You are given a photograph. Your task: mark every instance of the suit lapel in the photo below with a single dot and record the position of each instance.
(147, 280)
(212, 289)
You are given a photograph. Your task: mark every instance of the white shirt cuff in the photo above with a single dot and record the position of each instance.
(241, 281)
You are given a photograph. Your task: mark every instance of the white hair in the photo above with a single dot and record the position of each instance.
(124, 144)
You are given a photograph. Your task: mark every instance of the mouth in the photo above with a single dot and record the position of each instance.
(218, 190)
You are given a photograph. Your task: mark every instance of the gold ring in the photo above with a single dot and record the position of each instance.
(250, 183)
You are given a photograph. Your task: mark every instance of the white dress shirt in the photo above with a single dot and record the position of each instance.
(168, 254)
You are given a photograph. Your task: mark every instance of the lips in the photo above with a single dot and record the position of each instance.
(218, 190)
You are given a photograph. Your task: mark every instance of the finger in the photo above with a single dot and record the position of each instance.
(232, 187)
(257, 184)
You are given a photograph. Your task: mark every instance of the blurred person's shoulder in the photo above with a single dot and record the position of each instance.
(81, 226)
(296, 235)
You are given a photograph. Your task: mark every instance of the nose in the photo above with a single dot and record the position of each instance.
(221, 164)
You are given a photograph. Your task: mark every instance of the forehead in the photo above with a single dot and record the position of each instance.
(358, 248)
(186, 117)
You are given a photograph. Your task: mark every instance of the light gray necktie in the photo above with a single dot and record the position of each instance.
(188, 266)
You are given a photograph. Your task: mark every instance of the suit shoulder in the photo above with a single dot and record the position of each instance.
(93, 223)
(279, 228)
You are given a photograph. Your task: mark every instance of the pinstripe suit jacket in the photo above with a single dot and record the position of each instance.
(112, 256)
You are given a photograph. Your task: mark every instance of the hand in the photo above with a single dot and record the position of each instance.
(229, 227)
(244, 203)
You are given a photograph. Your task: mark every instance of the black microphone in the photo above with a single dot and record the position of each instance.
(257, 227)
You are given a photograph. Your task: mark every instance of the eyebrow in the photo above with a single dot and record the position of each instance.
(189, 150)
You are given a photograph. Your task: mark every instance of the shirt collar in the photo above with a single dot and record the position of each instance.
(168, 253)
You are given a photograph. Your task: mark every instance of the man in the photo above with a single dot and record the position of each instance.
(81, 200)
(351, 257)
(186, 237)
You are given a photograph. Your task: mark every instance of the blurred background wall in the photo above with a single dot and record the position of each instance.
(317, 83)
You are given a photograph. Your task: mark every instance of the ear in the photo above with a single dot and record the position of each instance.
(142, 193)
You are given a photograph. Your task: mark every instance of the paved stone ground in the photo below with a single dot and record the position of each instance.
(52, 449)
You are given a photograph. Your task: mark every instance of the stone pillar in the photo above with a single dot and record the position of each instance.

■ EXERCISE BRIEF ■
Can you rewrite every one of the items above, swapping "single dot" for "small circle" and leaving everything else unchanged?

■ OUTPUT ■
You are given a photograph. Your task: mark every instance of the suit lapel in the photo below with a small circle and record the position of each instance.
(147, 280)
(212, 289)
You are given a photograph. Your task: mark every instance of the white shirt cuff in the photo above with a small circle and record the position of each instance.
(241, 281)
You are given a photograph. Your task: mark every instance of the white hair in the photo above with a small circle and record the position of each instance.
(124, 144)
You are given a photograph. Your task: mark every instance of the mouth in the photo above with a small circle and record the position of each instance.
(218, 190)
You are given a photograph. Your task: mark every instance of the gold ring in the photo above with a small circle and record the position of each instance.
(250, 183)
You are given a photograph. Your task: mark every instance of the white dress shirt in the photo above with a small circle and record the position of each instance.
(168, 254)
You are given a photograph. Your task: mark every instance of the lips in the photo above with a small circle and record the position of each instance.
(218, 190)
You are given a photograph. Your task: mark every instance of the finger in the photo above with a small circle and record the position of each instance.
(232, 187)
(257, 184)
You are given a photograph. Your task: mark every instance of the blurred person's shoulder in the photo above with a small circle and record the position of each instance.
(81, 226)
(296, 235)
You are given a photograph. Your task: mark every instance of the nose in the photo above with a small circle and record the position of each instance.
(221, 164)
You are given a photograph. Your task: mark every instance of the forehead in the photo above with a small circle and record the position of each instance.
(358, 248)
(186, 117)
You are given a photograph. Your task: mark every instance of the light gray necktie in the photo above with a small circle and record the position of each instance.
(188, 266)
You are given a photograph. Your task: mark every instance of the suit shoulder in the photo above with a small circle and record the position of each instance.
(93, 223)
(279, 228)
You are given a photograph. Your task: mark every instance of the pinstripe suit jacket in the photo above with a small circle and record the position of each instance.
(112, 256)
You are given a photograph. Your task: mark every instance of the hand in the photo above with a small circle and record the position of each instance.
(229, 227)
(244, 203)
You are given a photograph. Your task: mark every instance of the black microphone in the photo above with a small circle and record the position of each instance.
(257, 227)
You are given a photograph. Your task: mark every instance of the eyebrow in the photo above with a small circle and record the position of each instance.
(189, 150)
You are given a photograph. Your task: mark every instance of the shirt collar in the photo above with a small circle and record the position of each instance.
(168, 253)
You are given a photograph. Your task: mark every instance of the man in the photo above with a small circle and record the position of each instance.
(81, 200)
(351, 257)
(186, 237)
You are given a photograph. Your task: mark every instance of the blurred background wall in the photo above with a small circle and record the position of each instance.
(317, 83)
You are given a photograph. Your task: mark every instance of the ear in the photo above with a small circle and record the position of each instance.
(142, 193)
You are given a photograph. Your task: mark every instance of the paved stone ground in the photo below with a small circle and record the position of each instance.
(52, 449)
You are given a photograph. Your task: mark every instance of the stone pillar in the photo above with a small circle and record the position of each instance.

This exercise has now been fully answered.